╭─ DATA SHOWN

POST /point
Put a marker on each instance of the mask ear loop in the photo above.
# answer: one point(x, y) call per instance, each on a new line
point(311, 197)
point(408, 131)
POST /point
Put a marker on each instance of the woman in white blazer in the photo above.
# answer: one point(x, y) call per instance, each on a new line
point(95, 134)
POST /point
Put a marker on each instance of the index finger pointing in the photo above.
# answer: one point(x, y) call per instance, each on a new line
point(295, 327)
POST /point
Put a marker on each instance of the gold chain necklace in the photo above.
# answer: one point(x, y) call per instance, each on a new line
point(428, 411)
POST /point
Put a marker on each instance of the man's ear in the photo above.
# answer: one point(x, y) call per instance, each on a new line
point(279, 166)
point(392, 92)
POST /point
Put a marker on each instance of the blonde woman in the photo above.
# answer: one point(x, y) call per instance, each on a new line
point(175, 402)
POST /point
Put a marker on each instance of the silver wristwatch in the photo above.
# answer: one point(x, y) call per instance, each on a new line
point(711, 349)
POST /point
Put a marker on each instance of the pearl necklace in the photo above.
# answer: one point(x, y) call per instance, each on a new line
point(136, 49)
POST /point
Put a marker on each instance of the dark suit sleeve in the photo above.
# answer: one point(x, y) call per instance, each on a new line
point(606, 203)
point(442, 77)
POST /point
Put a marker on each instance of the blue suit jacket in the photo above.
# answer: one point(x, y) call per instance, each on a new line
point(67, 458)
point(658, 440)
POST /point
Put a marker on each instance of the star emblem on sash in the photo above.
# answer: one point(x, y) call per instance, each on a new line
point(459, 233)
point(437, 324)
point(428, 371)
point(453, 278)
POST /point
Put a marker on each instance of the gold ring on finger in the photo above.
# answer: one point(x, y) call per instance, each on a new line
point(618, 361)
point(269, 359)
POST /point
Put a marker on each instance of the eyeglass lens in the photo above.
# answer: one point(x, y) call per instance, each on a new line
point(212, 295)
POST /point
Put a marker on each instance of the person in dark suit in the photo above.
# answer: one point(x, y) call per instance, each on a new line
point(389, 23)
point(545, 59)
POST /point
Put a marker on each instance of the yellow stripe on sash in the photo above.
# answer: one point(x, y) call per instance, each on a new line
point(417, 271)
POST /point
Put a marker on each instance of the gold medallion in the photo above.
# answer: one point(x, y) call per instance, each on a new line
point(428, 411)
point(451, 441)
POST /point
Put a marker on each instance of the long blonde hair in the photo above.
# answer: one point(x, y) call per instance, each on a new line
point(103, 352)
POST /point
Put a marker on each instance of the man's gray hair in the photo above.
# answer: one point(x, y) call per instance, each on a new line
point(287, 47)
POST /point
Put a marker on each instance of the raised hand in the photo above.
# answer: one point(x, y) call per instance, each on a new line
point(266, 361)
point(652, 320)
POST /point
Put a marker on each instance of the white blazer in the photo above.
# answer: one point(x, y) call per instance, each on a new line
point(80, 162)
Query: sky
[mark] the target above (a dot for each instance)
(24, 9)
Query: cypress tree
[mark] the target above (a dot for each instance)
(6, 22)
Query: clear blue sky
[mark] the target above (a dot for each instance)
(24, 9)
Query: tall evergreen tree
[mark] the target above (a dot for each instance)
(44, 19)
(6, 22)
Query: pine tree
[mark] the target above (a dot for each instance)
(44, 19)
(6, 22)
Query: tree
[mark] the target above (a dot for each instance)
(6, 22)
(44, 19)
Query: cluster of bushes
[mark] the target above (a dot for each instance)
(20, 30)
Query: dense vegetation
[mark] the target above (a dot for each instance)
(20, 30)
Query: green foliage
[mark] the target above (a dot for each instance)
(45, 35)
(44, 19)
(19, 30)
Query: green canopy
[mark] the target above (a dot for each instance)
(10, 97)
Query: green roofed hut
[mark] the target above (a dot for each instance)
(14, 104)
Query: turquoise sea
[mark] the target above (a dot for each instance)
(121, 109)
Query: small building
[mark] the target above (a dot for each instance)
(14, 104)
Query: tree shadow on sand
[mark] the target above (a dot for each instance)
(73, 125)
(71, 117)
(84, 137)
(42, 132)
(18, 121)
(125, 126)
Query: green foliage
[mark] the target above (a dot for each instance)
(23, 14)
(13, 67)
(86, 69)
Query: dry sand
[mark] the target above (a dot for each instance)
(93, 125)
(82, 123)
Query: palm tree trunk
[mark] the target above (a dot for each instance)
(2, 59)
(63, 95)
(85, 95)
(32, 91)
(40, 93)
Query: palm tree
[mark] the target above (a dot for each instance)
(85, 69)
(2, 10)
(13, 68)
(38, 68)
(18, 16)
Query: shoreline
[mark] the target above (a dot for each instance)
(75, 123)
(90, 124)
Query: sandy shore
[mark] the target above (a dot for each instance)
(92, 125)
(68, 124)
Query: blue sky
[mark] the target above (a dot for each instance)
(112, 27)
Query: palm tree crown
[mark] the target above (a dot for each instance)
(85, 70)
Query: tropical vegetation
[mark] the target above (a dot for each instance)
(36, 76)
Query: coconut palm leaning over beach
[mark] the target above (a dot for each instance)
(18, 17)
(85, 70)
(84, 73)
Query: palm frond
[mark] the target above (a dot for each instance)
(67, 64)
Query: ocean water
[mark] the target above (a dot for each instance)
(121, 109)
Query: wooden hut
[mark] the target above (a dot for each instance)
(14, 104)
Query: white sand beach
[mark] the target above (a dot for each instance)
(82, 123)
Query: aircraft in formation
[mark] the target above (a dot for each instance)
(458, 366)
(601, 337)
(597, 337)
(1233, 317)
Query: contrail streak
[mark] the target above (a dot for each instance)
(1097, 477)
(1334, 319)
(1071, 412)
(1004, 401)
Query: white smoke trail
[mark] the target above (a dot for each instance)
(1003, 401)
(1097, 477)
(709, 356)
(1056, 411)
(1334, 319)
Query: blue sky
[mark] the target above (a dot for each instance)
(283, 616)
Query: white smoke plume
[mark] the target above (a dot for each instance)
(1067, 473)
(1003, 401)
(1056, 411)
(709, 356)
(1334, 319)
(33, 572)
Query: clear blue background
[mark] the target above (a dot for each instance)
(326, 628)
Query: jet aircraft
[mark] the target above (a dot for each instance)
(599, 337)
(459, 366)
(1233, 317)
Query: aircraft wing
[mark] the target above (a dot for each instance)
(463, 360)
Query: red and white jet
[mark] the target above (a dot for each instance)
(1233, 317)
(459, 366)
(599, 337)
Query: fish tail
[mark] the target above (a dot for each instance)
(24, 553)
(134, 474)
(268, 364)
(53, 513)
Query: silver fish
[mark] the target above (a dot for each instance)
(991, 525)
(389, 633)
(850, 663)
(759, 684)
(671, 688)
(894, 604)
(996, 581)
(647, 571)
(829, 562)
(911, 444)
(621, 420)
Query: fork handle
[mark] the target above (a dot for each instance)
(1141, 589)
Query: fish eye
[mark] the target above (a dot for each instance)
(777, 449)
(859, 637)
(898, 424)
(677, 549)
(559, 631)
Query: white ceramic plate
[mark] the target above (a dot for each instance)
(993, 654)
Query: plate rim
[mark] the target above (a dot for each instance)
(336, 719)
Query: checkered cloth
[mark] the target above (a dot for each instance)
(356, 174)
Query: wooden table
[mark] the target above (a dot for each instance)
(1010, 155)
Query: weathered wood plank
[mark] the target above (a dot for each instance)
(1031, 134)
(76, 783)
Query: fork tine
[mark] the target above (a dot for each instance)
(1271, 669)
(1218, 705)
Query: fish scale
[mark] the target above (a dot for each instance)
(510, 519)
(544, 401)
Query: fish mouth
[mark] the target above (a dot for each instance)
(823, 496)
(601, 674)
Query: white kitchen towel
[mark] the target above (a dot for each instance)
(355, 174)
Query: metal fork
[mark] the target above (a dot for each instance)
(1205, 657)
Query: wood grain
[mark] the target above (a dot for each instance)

╰─

Return what is listed above, exactly and completely.

POST /point
Put a marker on each instance of the mask ear loop in the photo above.
# answer: one point(x, y) call per instance, each on a new line
point(311, 197)
point(408, 131)
POST /point
Put a marker on each instance of the woman in white blazer in the photo above.
# answer: one point(x, y) call per instance, each on a new line
point(95, 134)
POST /point
Put a marker on each instance of the index finger pointing in the photo above.
# answer: one point(x, y) call per instance, each on a new line
point(295, 327)
POST /point
Put a marker on each instance of the gold chain necklace in the photo above.
# answer: one point(x, y) call per instance, each on a new line
point(428, 411)
POST /point
Put a marker on each instance of the man's ear in the photo above.
# answer: one point(x, y) call per instance, each on a new line
point(279, 166)
point(392, 92)
POST /point
Put a marker on each instance of the blonde woman in the photo above.
# answer: one point(x, y) call per instance, each on a new line
point(175, 402)
POST /point
Put a marker on each instance of the silver wristwatch in the photo above.
# answer: one point(x, y) call per instance, each on a new line
point(711, 349)
POST /point
Put a marker on each instance of the pearl necklace in the photo above.
# answer: one point(x, y) call per instance, each on a new line
point(136, 49)
POST /point
Put a marker on each instance of the dark suit sleeve in the photo above.
# answer: one point(x, y) call per instance, each on a new line
point(606, 203)
point(442, 77)
POST /point
Put a marker on each instance of the blue suit jacket in the photo above.
# answer: one point(x, y) call per instance, each on a new line
point(67, 458)
point(658, 440)
POST /point
Put a marker on each instance of the star emblem on sash in the photo above.
# answer: one point(x, y) call per instance, each on a new line
point(459, 233)
point(437, 324)
point(428, 371)
point(453, 278)
POST /point
Put a marker on each instance of the gold ring on finger in the photo above.
# answer: one point(x, y) call per instance, each on a new line
point(618, 361)
point(269, 359)
POST /point
Put a marker on each instance of the eyeglass lens in the photo above.
# answer: one point(x, y) call per instance, each on a new line
point(212, 295)
POST /point
Put a marker on each instance of the person in dark suit in the photo above.
# answer: one point(x, y) call per instance, each on a new line
point(389, 23)
point(545, 59)
POST /point
Put a marker on each instance of the yellow stripe on sash in the photo above.
# answer: one point(x, y) call per instance, each on a new line
point(417, 271)
POST /point
Put a marker on each instance of the gold medallion in the photo above.
# answer: one point(x, y) call per instance, each on a new line
point(428, 411)
point(451, 441)
POST /point
Put a marker on each instance of the long blonde hair in the photo above.
# answer: one point(x, y) call per instance, each on a new line
point(103, 352)
POST /point
Put a marker on each instance of the man's gray hair in the photo above.
# answer: one point(x, y) call per instance, each on a new line
point(287, 47)
POST /point
Put a marker on each instance of the raised hand in the photo above.
# answer: one point(x, y) call per instance, each on a new line
point(266, 361)
point(652, 320)
POST /point
Put a marker on each instance of the white blazer in the photo above.
# answer: one point(x, y) call per instance, each on a new line
point(80, 162)
Query: sky
[mark] the target above (a dot for each instance)
(24, 9)
Query: cypress tree
[mark] the target above (a dot for each instance)
(6, 22)
Query: clear blue sky
[mark] the target above (a dot for each instance)
(24, 9)
Query: tall evergreen tree
[mark] the target above (a dot for each instance)
(44, 19)
(6, 22)
Query: pine tree
[mark] the target above (a dot for each instance)
(44, 19)
(6, 22)
Query: tree
[mark] the target above (a dot for each instance)
(6, 22)
(44, 19)
Query: cluster of bushes
[mark] the target above (a dot for each instance)
(20, 30)
Query: dense vegetation
[mark] the target above (a dot for each instance)
(20, 30)
Query: green foliage
[mark] the target above (a dot for each instance)
(45, 35)
(44, 19)
(19, 30)
Query: green canopy
[mark] the target above (a dot for each instance)
(10, 97)
Query: green roofed hut
[mark] the target above (a dot for each instance)
(14, 104)
Query: turquoise sea
[mark] the target above (a dot for each instance)
(121, 109)
Query: small building
[mark] the target above (a dot for each instance)
(14, 104)
Query: tree shadow on sand
[mark] the target above (a dot for each instance)
(73, 125)
(71, 117)
(84, 137)
(42, 132)
(18, 121)
(125, 126)
Query: green foliage
[mark] the target above (a dot for each instance)
(23, 14)
(13, 67)
(86, 69)
Query: dry sand
[mark] the target above (a dot for each instance)
(93, 125)
(82, 123)
Query: palm tree trunk
[mark] the target above (a dot for each instance)
(2, 59)
(63, 95)
(85, 95)
(32, 91)
(40, 93)
Query: palm tree
[mark] the target above (a dot for each instance)
(85, 69)
(2, 10)
(13, 68)
(38, 68)
(18, 16)
Query: shoreline
[mark] the target above (a dot for each instance)
(75, 123)
(90, 124)
Query: sandy shore
[mark] the target above (a dot for each instance)
(92, 125)
(68, 124)
Query: blue sky
[mark] the target above (a dot for each instance)
(112, 27)
Query: palm tree crown
[mark] the target above (a dot for each instance)
(85, 70)
Query: tropical vegetation
[mark] the target above (a dot for each instance)
(36, 76)
Query: coconut palm leaning over beach
[mark] the target above (a dot for each instance)
(18, 17)
(85, 70)
(84, 73)
Query: palm frond
[mark] the target above (a dot for each instance)
(67, 64)
Query: ocean water
[mark] the target above (a dot for each instance)
(121, 109)
Query: wooden hut
[mark] the target above (a dot for each instance)
(14, 104)
Query: white sand beach
[mark] the target above (a dot for each instance)
(82, 123)
Query: aircraft in formation
[mark] the target above (a dot for each instance)
(458, 366)
(601, 337)
(597, 337)
(1233, 317)
Query: contrail streak
[mark] the target above (a dot for each instance)
(1097, 477)
(1334, 319)
(1071, 412)
(1004, 401)
Query: white smoke trail
[mark] the target above (a dot for each instance)
(1003, 401)
(1097, 477)
(709, 356)
(1056, 411)
(1334, 319)
Query: blue sky
[mark] the target above (a dot for each instance)
(283, 616)
Query: white smoke plume
[mark] the target above (a dot for each instance)
(1067, 473)
(1003, 401)
(1056, 411)
(709, 356)
(1334, 319)
(33, 572)
Query: clear blue background
[mark] the target above (a dot for each instance)
(326, 628)
Query: jet aircraft
[mark] the target above (a dot for each instance)
(599, 337)
(459, 366)
(1233, 317)
Query: aircraft wing
[mark] the target above (a dot for each instance)
(463, 360)
Query: red and white jet
[mark] the target above (a dot for each instance)
(1233, 317)
(459, 366)
(599, 337)
Query: fish tail
[mark] the target above (a dot for each instance)
(24, 553)
(134, 474)
(268, 364)
(53, 513)
Query: silver fish
[mark] the target above (a dot for each instance)
(991, 525)
(389, 633)
(850, 663)
(759, 684)
(671, 688)
(894, 604)
(996, 581)
(647, 571)
(829, 562)
(911, 444)
(621, 420)
Query: fork handle
[mark] the target above (a dot for each instance)
(1141, 589)
Query: fish eye
[mark] the target above (a dot for each instance)
(777, 449)
(859, 637)
(898, 424)
(677, 549)
(559, 631)
Query: white ceramic plate
[mark] the target above (a dot for each instance)
(993, 654)
Query: plate rim
[mark] the target above (a dot for each instance)
(336, 719)
Query: checkered cloth
[mark] the target above (a dot for each instance)
(356, 174)
Query: wooden table
[mark] the target above (a dot for each instance)
(1010, 155)
Query: weathered wood plank
[mark] the target above (a dot for each instance)
(1031, 134)
(76, 783)
Query: fork tine
[mark] the target above (a dot for each instance)
(1271, 669)
(1218, 705)
Query: fish scale
[mark] the target above (a dot for each instance)
(510, 519)
(544, 401)
Query: fish mouth
[mark] the target above (a dot for each instance)
(823, 496)
(601, 674)
Query: white kitchen towel
[mark] the target above (a dot for each instance)
(355, 174)
Query: metal fork
[mark] the target above (a dot for each instance)
(1205, 657)
Query: wood grain
[mark] the target above (a dot for each instance)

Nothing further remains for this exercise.